These days if you would like to learn about machine learning, there are abundant great resources on the web discussing model architectures and how to code and train them. Materials about inference, though, are generally much harder to find, especially for edge and mobile. You might ask, inference is just the forward pass of training, so how hard can it be? Actually, it faces lots of unique challenges, to the extent that we are basically solving completely different major problems. I have been working on inference at the edge for a while, so let me capture them in this blog post, by contrasting training and inference in the cloud.
Training, especially if depending on gradient descent and back propagation, is by nature highly iterative. The core to the algorithm is two loops; they iterate over epochs and batches, and perform forward loss calculation and backward loss distribution. This structure and the need to update parameters after each iteration really stresses system utilization, as it means full of control flows and synchronization, both are bad for any sort of chips1.
Fortunately, today for ML we are typically performing deep learning with neural networks, which require a large amount of data to fit, so batching can help to improve chip utilization. Still, the algorithm nature together with the increasing needs to handle millions or billions of parameters from enormous models means training is more and more a datacenter endeavor involving machine clusters with plentiful GPUs or dedicated AI accelerators.2
At this scale, we are really discussing distributed systems and should use the mindset and tools there. Although, the unique nature of deep learning and its training algorithm do introduce new dimensions for consideration: we need to balance between training speed and model accuracy; we can tolerate the parameter/gradient inconsistency between different workers; we need to make sure the generality of the model, and so on. So we trade off among data or model parallelism, AllReduce or parameter server, synchronous or asynchronous update, and such.

• [What is expected]: Drawing on the post about training and inference, please explain in one to three sentences why training puts heavy stress on system utilization. The records that follow come from a separate source, not from the post.

• [Provided records]:
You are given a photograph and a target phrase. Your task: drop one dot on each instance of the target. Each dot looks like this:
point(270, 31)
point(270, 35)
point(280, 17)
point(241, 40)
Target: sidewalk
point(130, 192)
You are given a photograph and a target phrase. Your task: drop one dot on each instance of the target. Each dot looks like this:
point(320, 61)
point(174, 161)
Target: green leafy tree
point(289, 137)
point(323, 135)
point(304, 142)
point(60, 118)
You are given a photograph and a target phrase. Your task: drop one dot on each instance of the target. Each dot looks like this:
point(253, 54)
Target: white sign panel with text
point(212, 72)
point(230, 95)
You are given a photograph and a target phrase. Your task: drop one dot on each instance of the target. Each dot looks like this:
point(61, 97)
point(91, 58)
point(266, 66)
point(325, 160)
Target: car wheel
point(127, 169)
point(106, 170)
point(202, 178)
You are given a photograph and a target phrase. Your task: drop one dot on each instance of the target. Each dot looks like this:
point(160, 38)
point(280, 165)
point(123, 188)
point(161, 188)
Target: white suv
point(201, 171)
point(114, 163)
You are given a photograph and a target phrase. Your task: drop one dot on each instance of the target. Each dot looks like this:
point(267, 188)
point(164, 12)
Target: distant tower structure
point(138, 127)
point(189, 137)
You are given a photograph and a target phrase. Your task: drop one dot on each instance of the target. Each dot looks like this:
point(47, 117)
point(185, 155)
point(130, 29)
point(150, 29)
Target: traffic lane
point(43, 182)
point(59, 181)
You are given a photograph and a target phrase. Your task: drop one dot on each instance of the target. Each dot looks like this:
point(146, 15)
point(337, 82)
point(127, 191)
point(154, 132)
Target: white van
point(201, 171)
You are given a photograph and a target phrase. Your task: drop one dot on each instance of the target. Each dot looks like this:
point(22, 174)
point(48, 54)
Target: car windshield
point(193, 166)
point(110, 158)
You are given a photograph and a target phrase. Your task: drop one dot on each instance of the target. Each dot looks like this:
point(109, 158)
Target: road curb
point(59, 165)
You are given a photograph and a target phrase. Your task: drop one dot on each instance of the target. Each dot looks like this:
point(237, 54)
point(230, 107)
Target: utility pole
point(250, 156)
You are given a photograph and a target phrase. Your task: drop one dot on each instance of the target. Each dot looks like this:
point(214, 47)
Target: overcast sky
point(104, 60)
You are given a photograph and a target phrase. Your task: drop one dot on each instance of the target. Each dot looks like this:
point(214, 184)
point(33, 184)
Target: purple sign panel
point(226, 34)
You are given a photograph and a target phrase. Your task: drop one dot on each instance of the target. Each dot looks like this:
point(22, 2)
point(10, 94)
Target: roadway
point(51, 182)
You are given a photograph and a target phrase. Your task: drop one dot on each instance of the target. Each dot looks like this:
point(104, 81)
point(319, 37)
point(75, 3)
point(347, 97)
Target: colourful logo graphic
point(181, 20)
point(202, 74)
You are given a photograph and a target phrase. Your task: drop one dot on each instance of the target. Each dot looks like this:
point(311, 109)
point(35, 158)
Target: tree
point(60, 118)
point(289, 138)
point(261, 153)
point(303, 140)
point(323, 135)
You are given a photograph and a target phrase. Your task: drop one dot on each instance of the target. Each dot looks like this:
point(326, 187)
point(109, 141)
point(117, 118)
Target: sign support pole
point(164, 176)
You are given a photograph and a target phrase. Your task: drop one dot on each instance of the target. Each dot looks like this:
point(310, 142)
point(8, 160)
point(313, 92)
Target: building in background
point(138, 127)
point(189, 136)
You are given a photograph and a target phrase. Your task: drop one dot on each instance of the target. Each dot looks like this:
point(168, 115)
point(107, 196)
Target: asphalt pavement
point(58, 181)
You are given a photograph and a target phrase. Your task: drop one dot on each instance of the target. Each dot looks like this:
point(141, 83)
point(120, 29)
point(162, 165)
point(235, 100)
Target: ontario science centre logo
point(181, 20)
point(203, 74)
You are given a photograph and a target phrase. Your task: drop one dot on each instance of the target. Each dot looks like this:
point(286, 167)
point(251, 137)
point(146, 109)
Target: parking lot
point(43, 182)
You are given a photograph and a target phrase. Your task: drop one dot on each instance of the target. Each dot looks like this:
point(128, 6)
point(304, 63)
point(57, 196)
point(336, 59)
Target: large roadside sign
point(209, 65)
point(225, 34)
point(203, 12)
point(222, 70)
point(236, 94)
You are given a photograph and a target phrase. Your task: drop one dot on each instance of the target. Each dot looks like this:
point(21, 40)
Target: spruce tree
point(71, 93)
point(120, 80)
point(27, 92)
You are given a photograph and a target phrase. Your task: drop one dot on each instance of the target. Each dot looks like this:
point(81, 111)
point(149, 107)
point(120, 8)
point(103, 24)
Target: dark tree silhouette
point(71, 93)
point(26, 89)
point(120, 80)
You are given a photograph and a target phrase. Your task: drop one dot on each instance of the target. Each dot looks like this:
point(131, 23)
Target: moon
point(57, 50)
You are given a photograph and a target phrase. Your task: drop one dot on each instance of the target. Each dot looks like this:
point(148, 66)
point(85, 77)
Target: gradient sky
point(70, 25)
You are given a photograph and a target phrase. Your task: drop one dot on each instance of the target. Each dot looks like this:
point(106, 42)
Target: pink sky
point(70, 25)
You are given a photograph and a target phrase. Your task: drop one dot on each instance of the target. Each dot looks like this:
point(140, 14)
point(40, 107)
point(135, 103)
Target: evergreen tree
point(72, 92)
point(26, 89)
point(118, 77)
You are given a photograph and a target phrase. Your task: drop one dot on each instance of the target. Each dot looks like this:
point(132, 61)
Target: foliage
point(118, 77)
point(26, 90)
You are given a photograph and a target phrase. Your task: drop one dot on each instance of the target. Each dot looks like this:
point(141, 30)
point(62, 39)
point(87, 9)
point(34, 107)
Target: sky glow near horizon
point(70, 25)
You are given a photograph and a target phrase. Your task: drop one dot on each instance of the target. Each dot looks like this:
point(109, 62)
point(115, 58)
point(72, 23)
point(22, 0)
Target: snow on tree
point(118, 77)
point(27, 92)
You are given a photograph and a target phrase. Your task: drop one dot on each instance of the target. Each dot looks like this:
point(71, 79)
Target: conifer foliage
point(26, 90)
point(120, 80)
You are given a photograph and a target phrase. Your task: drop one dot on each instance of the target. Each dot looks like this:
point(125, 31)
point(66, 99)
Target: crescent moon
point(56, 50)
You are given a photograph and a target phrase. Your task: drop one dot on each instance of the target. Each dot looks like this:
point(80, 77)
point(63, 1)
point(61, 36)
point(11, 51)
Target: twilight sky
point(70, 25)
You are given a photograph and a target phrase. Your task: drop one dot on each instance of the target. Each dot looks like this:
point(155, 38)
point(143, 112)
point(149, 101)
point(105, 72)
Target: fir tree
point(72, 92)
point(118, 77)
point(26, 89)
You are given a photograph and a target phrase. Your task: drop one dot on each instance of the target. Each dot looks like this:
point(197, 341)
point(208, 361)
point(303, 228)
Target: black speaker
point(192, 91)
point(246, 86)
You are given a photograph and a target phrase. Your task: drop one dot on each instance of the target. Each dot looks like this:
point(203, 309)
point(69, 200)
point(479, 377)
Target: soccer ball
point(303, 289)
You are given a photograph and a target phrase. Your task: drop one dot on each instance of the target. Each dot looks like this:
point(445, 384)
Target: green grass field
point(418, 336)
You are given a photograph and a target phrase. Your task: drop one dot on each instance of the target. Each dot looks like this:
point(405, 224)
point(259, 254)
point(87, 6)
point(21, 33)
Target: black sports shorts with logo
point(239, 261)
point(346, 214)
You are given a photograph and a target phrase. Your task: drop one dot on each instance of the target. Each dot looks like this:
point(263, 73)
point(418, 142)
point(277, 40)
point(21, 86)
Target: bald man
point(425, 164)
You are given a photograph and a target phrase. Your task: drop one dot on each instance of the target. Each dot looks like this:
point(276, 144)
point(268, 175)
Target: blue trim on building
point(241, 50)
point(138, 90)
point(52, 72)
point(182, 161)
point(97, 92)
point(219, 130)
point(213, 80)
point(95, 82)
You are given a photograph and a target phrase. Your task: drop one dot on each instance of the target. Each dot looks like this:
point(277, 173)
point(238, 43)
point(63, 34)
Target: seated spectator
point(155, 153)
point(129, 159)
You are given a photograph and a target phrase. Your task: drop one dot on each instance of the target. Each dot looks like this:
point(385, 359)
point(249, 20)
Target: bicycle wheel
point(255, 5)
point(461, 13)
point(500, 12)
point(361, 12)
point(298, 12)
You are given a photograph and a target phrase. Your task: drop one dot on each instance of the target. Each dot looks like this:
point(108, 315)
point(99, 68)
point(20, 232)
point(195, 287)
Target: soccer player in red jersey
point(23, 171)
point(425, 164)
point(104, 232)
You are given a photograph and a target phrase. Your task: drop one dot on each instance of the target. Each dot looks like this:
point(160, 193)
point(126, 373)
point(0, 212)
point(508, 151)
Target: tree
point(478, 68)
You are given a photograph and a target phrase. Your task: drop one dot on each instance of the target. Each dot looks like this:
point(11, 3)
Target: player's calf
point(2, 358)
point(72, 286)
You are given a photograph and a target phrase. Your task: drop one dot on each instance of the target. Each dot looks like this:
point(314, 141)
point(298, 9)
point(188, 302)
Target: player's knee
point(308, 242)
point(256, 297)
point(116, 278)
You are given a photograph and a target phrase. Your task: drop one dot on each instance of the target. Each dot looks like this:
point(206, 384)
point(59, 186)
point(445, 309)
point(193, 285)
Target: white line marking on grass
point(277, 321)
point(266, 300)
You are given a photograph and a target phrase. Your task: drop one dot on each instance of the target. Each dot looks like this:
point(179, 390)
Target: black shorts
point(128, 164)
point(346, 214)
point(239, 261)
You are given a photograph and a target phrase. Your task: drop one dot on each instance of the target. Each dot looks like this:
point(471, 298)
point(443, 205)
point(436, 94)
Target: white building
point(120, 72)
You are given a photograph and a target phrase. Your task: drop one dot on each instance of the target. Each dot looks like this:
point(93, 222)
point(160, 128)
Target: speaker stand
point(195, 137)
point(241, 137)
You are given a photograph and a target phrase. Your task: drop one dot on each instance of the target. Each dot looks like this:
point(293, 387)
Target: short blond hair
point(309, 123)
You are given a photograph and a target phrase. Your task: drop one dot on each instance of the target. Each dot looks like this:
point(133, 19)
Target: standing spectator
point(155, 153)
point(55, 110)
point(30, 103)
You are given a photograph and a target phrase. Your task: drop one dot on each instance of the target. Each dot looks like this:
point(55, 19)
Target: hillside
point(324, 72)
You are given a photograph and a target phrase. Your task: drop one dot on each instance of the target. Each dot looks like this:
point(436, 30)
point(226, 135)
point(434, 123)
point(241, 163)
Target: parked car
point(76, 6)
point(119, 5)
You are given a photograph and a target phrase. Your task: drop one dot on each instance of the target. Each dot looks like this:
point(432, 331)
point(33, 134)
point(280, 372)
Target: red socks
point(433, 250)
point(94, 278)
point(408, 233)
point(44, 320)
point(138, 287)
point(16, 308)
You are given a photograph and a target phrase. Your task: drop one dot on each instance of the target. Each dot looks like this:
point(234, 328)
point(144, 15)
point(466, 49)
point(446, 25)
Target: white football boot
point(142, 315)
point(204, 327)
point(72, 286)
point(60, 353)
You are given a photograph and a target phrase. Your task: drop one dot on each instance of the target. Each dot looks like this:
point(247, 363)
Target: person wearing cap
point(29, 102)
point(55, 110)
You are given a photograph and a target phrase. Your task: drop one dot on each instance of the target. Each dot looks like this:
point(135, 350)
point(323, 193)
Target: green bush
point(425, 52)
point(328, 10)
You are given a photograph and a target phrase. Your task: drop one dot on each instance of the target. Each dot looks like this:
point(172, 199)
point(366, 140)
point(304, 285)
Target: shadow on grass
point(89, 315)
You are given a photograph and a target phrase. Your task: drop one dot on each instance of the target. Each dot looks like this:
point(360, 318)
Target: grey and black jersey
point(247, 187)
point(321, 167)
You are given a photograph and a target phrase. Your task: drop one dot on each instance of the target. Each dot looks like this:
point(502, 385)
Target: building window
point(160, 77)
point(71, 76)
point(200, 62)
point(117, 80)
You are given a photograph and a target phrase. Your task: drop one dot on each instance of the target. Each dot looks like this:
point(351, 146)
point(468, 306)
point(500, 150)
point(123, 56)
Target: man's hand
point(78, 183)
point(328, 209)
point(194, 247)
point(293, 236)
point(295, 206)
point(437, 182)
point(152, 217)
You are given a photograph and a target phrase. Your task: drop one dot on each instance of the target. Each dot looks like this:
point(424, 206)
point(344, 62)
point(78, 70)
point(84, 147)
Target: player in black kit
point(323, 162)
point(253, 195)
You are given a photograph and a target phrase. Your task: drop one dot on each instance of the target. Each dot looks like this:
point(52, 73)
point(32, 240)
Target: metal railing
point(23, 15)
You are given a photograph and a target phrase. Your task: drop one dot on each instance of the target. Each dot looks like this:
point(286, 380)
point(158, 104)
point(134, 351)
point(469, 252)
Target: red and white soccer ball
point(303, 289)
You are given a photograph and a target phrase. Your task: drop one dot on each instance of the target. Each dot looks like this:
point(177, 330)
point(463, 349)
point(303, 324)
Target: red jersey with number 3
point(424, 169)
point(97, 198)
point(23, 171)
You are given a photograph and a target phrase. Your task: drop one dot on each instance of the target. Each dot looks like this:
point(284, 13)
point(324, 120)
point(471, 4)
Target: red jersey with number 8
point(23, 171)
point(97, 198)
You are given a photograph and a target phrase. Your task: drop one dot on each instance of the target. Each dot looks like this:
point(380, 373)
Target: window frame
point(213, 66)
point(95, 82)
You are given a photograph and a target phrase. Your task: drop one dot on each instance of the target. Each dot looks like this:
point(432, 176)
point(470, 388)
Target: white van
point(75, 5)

• [Final answer]: Training built on gradient descent and back propagation runs as two loops over epochs and batches, and it must update parameters after each iteration. That structure is full of control flows and synchronization, and both are bad for any sort of chip.